PROVIDED PASSAGE >>

How to Plant a SEED
In art school, in the early nineties, people still threw around the provocation, “How come there are so few great women artists?” That line of inquiry has been losing its teeth ever since then as each new wave of talent emerges. As someone who witnessed that era it is a fine thing to bask in the brilliance of a show like SEED. In this exhibition you can enjoy our historical moment as that old question and its sexist underpinnings are being consigned to the dustbins of history.
The 29 artists gathered at Kasmin Gallery for SEED are an onslaught of female power. Abstract works make up part of the show but many of the canvases on display explore new frontiers of figurative painting. The vision is driven by high profile art stars like Yoko Ono, Lisa Yuskavage, Cecily Brown, and Wangechi Mutu, rising luminaries such as Robin Frances Williams and Claire Tabouret, and some artists such as HeiJin Yoo who are having their first New York Show. This group of artists practice wildly divergent styles yet they are bound together through subtle means by a new curatorial voice. On the giant window at Kasmin Gallery the lettering spells out “SEED CURATED BY YVONNE FORCE”. This kind of recognition of the curator is trending. It calls attention to an often hidden yet important way careers are built, art is sold, and perhaps even art history is made.
I talked with Force about the creation of SEED. Her story provides a glimpse of how an ambitious New York show comes together.
Force has been part of the scene for years. On her first day at Rhode Island School of Design in the late ’80’s she met fellow student Doreen Remen. Together they have carved out a unique niche in the art world, founding two very successful organizations that fund public art: the Art Production Fund and Culture Corps. Producing projects such as “After Hours: Murals on the Bowery” featuring the work of artists like Kerry James Marshall and Dana Schutz, among many others, and “Seated Ballerina” a giant inflatable by Jeff Koons at Rockafeller Center, Force has gotten to know an extensive list of art world celebrities including people like Shepard Fairey, John Currin, Yayoi Kusama, and Marilyn Minter.
Yet, even with all her prior experience, when Kasmin Gallery’s Danny Moynihan suggested she should put together Kasmin Gallery’s summer show it still took her way outside her comfort zone. While Force had made a couple exhibitions in the nineties she was not an experienced curator by any means. Kasmin Gallery is a big gallery, with three exhibition spaces in Chelsea. Readers of Beautiful Bizarre might recognize it as the blue chip gallery that boldly picked up Mark Ryden way before pop surreal was on the radar of that part of the culture. Kasmin has catapulted his work into new realms. Just the real estate the gallery sits on must be worth a pretty penny, necessitating a certain level of success to their shows. On the other hand summer is the gallery off-season, a time for taking risks.

PROVIDED MATERIAL >>
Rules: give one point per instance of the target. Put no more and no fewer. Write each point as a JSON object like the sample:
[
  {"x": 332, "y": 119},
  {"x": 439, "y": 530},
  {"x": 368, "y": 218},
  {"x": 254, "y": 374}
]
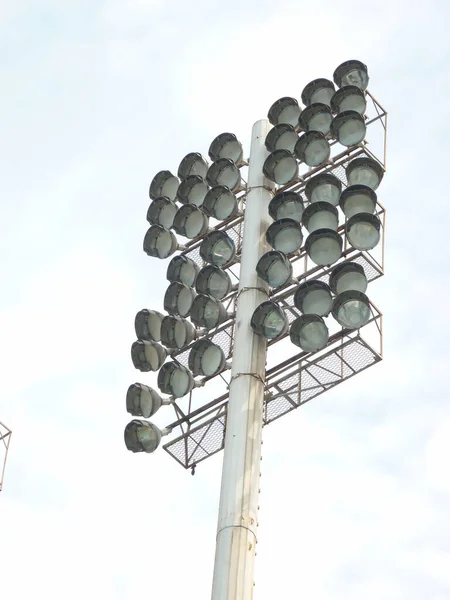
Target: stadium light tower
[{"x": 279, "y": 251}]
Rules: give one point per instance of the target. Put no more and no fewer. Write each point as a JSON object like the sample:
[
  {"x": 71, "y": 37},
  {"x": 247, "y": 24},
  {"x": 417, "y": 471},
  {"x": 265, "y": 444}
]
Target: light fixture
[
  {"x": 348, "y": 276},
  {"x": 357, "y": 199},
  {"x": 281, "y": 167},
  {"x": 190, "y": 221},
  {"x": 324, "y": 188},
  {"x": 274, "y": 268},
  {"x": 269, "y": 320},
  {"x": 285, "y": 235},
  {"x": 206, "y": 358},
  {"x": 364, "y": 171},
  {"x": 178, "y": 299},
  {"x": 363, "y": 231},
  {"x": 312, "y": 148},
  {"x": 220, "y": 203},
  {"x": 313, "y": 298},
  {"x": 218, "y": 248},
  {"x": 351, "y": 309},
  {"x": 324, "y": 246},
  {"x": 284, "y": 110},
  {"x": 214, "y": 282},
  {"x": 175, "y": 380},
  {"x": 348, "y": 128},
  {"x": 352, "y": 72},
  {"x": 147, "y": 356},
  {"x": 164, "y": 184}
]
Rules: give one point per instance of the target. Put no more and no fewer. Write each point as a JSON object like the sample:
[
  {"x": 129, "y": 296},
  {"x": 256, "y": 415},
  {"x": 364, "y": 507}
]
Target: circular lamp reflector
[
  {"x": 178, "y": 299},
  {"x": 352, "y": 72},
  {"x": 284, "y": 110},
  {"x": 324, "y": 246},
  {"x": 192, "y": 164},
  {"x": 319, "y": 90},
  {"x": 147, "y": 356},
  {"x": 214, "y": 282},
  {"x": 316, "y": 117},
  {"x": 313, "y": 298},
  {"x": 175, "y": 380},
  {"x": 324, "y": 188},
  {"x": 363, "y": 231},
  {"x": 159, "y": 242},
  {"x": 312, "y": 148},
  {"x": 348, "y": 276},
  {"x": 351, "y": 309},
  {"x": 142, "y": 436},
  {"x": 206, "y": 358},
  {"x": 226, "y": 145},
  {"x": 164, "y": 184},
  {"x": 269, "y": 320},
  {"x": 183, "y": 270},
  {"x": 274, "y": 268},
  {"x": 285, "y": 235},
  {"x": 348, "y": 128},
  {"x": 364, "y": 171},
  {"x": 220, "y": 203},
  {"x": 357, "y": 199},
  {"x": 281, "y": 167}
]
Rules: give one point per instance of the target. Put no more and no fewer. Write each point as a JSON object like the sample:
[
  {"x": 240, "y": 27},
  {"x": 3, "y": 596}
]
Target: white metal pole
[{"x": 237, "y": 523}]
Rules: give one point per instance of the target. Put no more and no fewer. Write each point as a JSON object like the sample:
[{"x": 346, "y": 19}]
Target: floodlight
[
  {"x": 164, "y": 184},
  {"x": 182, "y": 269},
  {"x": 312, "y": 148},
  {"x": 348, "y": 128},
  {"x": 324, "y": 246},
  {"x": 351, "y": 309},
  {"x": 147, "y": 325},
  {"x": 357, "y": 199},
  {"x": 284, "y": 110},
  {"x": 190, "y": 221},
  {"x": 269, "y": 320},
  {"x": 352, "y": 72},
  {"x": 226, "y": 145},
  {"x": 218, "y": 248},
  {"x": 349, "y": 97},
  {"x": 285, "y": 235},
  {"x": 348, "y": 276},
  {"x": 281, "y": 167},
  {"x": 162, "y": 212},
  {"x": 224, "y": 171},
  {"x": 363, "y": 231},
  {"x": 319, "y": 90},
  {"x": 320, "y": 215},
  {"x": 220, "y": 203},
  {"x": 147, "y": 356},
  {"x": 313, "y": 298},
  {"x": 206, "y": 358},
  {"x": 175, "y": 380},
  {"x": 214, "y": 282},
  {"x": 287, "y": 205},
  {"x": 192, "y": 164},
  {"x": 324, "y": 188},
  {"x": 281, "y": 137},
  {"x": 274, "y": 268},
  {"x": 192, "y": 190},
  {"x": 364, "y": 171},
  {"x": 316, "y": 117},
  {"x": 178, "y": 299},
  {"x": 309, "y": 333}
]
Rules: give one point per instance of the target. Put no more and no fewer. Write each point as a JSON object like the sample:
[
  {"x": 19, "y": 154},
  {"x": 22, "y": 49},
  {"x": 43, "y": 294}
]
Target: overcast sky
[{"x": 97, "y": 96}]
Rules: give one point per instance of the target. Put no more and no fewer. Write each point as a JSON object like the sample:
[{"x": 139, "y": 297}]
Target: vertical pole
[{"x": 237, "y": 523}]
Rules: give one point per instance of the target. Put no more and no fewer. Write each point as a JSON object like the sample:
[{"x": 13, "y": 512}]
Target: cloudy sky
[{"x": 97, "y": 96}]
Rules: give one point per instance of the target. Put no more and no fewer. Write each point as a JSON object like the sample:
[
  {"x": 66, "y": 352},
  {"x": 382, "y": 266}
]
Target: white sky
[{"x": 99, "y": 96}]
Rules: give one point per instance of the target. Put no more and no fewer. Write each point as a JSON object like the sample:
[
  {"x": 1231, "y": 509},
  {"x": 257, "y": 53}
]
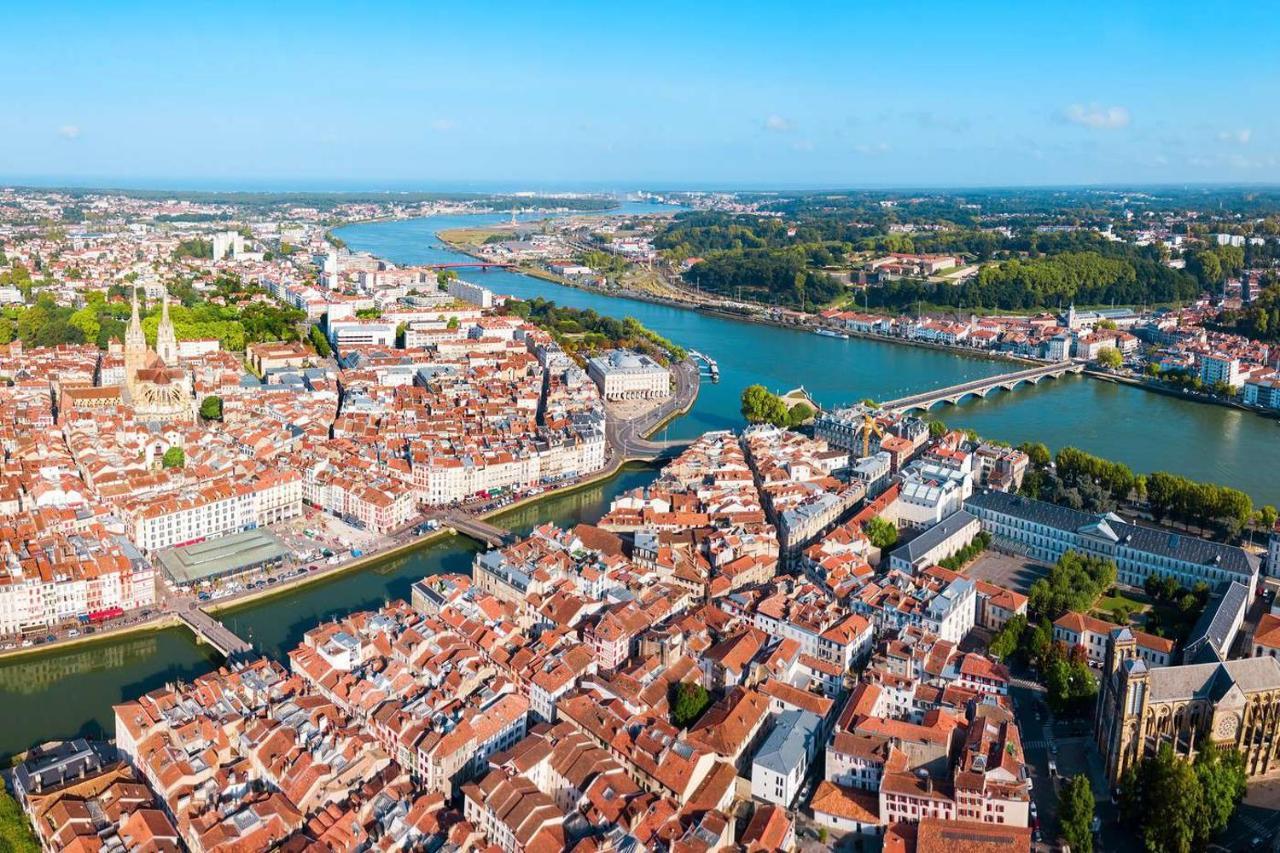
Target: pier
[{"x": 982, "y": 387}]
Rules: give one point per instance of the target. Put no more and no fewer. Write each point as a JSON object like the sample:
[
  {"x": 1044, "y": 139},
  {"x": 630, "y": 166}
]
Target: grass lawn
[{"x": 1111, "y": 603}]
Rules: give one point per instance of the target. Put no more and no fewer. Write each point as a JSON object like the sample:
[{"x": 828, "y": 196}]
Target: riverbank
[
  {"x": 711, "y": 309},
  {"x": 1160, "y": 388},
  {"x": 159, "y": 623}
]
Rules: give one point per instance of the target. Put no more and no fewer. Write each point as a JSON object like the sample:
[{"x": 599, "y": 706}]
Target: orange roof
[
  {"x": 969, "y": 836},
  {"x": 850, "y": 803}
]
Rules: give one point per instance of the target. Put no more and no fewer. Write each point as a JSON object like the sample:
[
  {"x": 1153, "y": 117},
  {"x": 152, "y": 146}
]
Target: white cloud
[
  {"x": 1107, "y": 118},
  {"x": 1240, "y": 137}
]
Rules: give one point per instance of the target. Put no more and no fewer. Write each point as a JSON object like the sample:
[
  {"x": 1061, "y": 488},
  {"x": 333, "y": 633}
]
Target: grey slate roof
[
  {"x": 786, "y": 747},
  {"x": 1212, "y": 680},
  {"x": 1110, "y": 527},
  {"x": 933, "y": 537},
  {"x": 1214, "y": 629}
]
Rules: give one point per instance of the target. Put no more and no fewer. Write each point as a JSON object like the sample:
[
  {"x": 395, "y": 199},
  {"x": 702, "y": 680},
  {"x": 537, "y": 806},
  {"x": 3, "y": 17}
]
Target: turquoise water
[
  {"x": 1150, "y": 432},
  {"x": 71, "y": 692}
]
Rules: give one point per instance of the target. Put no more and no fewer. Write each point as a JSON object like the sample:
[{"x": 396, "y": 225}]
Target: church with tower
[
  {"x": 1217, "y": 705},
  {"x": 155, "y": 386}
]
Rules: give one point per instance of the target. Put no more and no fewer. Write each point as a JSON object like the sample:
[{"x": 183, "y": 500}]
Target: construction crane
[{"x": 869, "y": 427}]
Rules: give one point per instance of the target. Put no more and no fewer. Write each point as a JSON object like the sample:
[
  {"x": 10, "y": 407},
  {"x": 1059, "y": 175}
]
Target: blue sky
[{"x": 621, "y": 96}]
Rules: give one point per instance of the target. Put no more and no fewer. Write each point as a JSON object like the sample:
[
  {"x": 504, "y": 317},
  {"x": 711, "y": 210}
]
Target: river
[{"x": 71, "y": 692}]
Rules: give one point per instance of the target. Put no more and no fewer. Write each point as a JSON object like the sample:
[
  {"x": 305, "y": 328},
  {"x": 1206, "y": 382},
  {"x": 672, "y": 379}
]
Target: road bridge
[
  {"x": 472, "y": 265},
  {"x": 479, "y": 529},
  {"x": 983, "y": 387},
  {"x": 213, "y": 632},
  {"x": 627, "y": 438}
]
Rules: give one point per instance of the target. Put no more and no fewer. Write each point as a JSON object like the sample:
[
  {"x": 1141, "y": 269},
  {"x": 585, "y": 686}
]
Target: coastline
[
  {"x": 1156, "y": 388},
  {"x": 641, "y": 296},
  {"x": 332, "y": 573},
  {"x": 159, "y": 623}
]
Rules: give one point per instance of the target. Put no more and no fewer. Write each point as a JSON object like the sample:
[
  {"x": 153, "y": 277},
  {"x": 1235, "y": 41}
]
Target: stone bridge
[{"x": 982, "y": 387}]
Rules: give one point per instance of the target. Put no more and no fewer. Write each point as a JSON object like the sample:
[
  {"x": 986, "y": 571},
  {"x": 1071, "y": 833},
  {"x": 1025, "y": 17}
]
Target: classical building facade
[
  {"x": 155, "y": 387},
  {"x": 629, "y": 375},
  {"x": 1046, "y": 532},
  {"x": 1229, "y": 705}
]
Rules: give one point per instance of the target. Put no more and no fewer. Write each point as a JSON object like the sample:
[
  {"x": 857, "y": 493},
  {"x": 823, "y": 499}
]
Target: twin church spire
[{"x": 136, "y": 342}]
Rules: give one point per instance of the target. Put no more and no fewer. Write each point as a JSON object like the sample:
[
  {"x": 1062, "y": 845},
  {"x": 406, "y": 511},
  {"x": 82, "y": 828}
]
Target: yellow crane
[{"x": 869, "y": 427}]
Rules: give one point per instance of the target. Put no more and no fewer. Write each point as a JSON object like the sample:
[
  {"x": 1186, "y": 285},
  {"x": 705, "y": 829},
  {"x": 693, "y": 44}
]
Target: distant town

GOAL A >> Which artists does the SEED article name as the high profile art stars who drive the show's vision?
GOAL B >>
Answer these from the SEED article:
(i) How many artists are gathered at Kasmin Gallery for SEED?
(ii) Where did Force meet Doreen Remen?
(iii) Who suggested that Force put together Kasmin Gallery's summer show?
Draw only on the SEED article.

RIGHT ANSWER A >> Yoko Ono, Lisa Yuskavage, Cecily Brown, and Wangechi Mutu

RIGHT ANSWER B >>
(i) 29
(ii) At Rhode Island School of Design, on her first day there
(iii) Danny Moynihan of Kasmin Gallery